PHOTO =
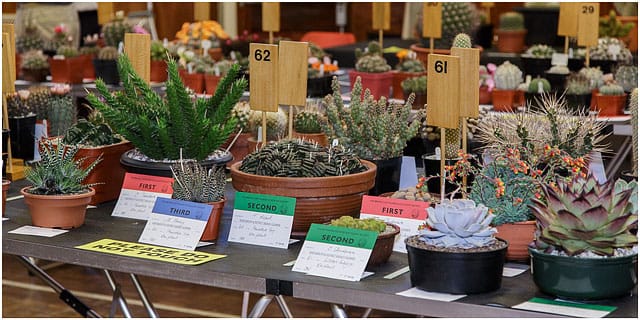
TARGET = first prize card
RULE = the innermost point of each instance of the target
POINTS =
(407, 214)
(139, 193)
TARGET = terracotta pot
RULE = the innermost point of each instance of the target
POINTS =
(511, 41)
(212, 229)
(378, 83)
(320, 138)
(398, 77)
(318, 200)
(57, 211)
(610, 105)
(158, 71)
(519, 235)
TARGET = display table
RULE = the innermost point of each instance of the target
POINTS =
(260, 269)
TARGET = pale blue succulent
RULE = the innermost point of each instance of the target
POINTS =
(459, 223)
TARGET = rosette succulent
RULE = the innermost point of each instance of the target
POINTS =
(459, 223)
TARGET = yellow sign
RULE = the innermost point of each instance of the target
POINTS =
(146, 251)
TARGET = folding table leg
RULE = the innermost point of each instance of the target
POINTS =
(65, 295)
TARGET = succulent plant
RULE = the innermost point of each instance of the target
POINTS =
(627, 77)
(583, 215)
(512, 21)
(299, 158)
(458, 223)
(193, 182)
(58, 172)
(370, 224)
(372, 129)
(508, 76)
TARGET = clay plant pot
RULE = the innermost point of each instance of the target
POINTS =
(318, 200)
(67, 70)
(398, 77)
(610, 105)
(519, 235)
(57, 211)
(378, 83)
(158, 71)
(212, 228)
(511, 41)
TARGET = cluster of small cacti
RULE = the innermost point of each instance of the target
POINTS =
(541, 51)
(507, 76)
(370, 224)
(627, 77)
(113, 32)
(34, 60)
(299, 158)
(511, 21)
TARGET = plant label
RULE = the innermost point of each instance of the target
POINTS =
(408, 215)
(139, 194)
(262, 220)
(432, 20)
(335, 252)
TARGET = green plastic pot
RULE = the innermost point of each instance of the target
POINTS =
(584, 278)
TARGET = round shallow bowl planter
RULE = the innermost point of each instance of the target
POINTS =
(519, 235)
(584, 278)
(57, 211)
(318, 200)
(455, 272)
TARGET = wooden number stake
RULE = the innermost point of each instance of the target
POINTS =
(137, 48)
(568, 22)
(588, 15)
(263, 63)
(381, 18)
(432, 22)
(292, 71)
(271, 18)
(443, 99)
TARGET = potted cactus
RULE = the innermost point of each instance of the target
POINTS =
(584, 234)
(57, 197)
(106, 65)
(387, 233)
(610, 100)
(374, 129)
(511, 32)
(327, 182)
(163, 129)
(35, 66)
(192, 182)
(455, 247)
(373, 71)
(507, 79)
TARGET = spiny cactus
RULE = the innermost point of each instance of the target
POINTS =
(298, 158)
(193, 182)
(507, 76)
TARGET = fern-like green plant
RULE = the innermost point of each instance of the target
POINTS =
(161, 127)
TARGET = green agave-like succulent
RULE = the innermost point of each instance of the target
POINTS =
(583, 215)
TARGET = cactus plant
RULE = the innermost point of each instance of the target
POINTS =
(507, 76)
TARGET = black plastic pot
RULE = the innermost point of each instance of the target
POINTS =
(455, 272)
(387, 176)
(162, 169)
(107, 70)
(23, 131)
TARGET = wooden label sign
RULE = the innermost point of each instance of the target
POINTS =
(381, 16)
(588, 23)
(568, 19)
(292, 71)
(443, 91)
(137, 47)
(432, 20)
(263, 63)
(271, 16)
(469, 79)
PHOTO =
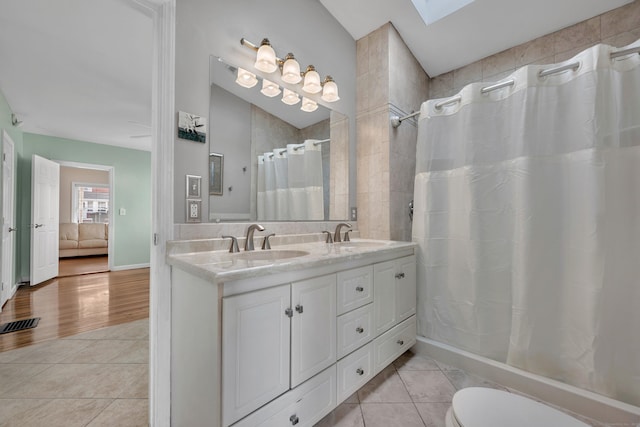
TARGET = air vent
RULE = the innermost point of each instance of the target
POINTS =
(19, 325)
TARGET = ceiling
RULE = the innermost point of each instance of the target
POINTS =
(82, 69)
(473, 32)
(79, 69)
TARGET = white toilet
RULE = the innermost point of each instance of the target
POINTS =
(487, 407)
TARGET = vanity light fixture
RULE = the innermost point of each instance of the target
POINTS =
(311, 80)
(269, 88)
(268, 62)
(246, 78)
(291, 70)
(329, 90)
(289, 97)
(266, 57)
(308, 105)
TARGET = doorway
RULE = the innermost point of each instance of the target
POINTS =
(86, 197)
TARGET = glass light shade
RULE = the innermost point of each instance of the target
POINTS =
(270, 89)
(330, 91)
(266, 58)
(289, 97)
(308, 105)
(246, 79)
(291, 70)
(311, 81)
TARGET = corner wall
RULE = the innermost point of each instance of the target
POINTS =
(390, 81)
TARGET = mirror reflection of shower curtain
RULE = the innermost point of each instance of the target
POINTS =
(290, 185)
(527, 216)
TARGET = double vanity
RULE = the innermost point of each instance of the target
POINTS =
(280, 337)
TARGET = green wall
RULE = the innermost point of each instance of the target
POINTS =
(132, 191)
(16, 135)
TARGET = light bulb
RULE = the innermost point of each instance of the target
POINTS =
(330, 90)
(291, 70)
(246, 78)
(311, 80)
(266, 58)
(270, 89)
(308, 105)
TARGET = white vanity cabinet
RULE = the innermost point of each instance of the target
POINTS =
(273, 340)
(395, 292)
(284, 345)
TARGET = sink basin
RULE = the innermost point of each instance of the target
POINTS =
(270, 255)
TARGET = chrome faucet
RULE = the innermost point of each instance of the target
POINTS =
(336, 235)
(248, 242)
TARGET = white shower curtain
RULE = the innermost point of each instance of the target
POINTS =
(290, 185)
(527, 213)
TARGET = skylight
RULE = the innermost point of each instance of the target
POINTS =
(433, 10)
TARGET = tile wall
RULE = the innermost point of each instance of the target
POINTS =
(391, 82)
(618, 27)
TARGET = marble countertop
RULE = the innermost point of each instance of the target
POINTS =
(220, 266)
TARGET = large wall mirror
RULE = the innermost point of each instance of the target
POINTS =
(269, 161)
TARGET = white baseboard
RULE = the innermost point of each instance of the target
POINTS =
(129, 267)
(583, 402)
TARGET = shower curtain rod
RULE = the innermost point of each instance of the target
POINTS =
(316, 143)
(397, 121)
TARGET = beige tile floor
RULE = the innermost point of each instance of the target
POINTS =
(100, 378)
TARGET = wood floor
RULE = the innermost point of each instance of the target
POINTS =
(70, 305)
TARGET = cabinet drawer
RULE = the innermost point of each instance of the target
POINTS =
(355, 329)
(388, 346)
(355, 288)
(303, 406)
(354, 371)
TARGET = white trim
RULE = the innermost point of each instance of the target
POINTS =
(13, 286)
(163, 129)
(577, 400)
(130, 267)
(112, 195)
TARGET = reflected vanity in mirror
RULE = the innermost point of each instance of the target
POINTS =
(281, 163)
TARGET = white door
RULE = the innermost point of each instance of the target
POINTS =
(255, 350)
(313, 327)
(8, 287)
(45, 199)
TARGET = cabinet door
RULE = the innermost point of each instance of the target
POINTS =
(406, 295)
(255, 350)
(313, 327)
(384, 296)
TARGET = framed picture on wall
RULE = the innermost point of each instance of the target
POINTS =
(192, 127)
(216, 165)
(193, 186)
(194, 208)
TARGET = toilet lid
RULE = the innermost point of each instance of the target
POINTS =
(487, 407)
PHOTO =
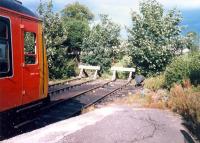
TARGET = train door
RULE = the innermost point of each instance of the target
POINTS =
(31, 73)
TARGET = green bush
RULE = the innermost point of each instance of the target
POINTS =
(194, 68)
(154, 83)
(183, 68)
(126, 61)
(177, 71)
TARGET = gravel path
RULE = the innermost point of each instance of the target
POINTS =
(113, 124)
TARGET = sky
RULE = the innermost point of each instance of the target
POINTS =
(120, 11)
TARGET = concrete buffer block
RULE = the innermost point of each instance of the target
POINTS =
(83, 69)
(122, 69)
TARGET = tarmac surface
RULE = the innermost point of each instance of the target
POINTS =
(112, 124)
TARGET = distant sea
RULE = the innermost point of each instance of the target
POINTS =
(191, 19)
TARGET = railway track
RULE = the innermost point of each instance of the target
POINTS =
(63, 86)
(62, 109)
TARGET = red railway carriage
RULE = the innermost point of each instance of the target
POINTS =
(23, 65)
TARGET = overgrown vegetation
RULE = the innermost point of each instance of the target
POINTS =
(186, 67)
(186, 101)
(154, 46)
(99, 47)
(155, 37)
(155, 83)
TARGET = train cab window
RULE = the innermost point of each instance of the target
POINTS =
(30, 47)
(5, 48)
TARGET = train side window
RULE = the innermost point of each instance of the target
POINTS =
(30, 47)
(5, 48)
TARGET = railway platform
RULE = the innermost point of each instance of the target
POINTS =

* **BRIEF**
Please copy the lines above exactly, starting at the line that contains "TARGET = cabinet door" and continuing through the last line, with the pictures left out.

* **COMPLETE OUTPUT**
TARGET = cabinet door
RULE = the innermost point of each instance of the target
POINTS =
(406, 295)
(255, 350)
(313, 327)
(384, 296)
TARGET = framed picture on wall
RULE = the innermost point of each instance of the target
POINTS =
(192, 127)
(216, 165)
(193, 186)
(194, 208)
TARGET = toilet lid
RULE = the innermost point of each instance of the target
POINTS =
(487, 407)
PHOTO =
TARGET = train door
RULE = the innermost point of each instance of the target
POINTS =
(31, 73)
TARGET = green bush
RULE = the innermost point of each instance of the target
POINTS =
(194, 68)
(154, 83)
(183, 68)
(126, 61)
(177, 71)
TARGET = gravel path
RULE = the innermost point of each instance of the target
POINTS =
(113, 124)
TARGET = sky
RULE = the innermost point of each instance of the target
POINTS =
(120, 11)
TARGET = concrete buffer block
RULE = the innermost point of each instance of the target
POINTS =
(83, 69)
(122, 69)
TARGET = tarmac surface
RULE = the innermost point of each instance of the target
POINTS =
(112, 124)
TARGET = distant sea
RULE = the innermost point of each instance of the target
POINTS =
(191, 19)
TARGET = railway track
RULE = the innermost point of each instance of the target
POINTS =
(63, 86)
(62, 109)
TARGET = red railway carriage
RULE = the innermost point of each instance of the target
POINTS =
(23, 65)
TARGET = overgrown vegetation
RULE = the innermost point of each instance of the target
POINTS =
(186, 67)
(186, 101)
(154, 46)
(99, 47)
(155, 37)
(155, 83)
TARGET = train cab window
RULE = the innermost point of each instance of the target
POINTS =
(30, 47)
(5, 48)
TARGET = train side window
RULE = the innermost point of each instance of the target
POINTS =
(30, 47)
(5, 48)
TARGET = railway platform
RULE = the innermost point of each instance of the target
POINTS =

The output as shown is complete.